Festa sem pé nem cabeça
Pela segunda – e última! – vez fiz o esforço hercúleo de tentar ir a Festa Nave (desta vez com o tema de Bacanave), e me foi completamente insuportável. Não me agrada dizer isso, já que a festa é mantida a 5 anos seguidos, passando por três casas diferentes (e hoje residindo no bunker do Pós-Axé, que é a Boomerangue), por duas pessoas que admiro: Luciano Matos, e de modo mais distante e virtual Janocide.
Também me incomoda esta constatação pessoal, porque sei o papel que a Nave cumpriu nos anos terminais e duros do axezão dominante. De 2005 a 2007 foi um dos canais de abertura, inserindo a fórceps e marteladas o pop e o rock mundial independente e de ponta na claustrofóbica “Capital do Axé”. Sem isso, muita coisa não teria mudado na recepção cultural de um público, na mentalidade e hábitos de uma classe média que então transpirava jequice. Especialmente, sem a Nave, o Baile Esquema Novo jamais viria a nascer.
▬▬▬▬▬▬▬▬▬▬
# [Atividades propostas]
• A. Liste todos os gêneros musicais citados no texto sobre a Festa Nave.
• B. Responda, com base no texto sobre a Festa Nave:
(i) Há quantos anos seguidos a festa é mantida?
(ii) Em que casa a festa está hoje?
(iii) Que evento jamais viria a nascer sem a Nave?
• C. Dê prosseguimento ao texto sobre a Festa Nave a partir do ponto em que ele termina.
As linhas que vêm depois não guardam relação com o texto sobre a Festa Nave.
▬▬▬▬▬▬▬▬▬▬
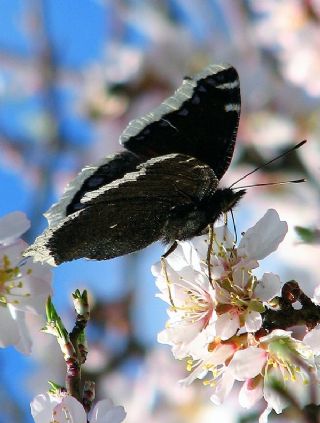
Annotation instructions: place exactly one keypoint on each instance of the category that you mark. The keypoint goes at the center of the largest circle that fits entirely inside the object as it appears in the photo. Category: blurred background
(72, 75)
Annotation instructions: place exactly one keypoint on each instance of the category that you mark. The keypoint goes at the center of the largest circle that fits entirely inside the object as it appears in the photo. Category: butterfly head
(222, 201)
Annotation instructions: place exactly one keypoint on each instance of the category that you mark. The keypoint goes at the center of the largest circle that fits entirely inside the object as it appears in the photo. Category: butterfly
(163, 186)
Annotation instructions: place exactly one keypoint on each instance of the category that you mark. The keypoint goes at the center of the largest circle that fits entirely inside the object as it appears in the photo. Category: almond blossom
(24, 285)
(215, 316)
(233, 299)
(63, 408)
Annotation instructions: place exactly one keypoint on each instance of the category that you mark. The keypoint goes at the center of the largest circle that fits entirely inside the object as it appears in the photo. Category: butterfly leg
(164, 269)
(211, 235)
(170, 250)
(165, 274)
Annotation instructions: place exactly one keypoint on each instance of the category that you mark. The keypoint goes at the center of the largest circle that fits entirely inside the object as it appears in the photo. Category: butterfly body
(164, 186)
▬▬▬▬▬▬▬▬▬▬
# [Gabarito]
• A. Axé (também chamado de "axezão"), pop e rock.

• B.
(i) Há 5 anos.
(ii) Na Boomerangue.
(iii) O Baile Esquema Novo.

• C.
Isto posto, em que consiste a Nave hoje? Uma cena da madrugada deixava claro: numa festa temática desta vez centrada no erotismo e na pornografia, meninos se aglomeravam em frente a uma máquina para jogar fliperama enquanto sobre suas cabeças girava um manequim de vitrine sem pés, braços e cabeça, de plástico – algo como uma Vênus de Milo ready-made, uma Vitória de Samotrácia inalada. A Nave é isso: uma festa que, se propondo a ser de putaria, as pessoas vão para jogar video-game. E cujo ítem mais subversivo é um manequim desnudo pendurado no teto (e como disse um amigo: ainda por cima frígida! “Você mete o dedo no cú dela e ela nem reage…” – ele é frequentador do Baile Esquema Novo, e não da Nave…)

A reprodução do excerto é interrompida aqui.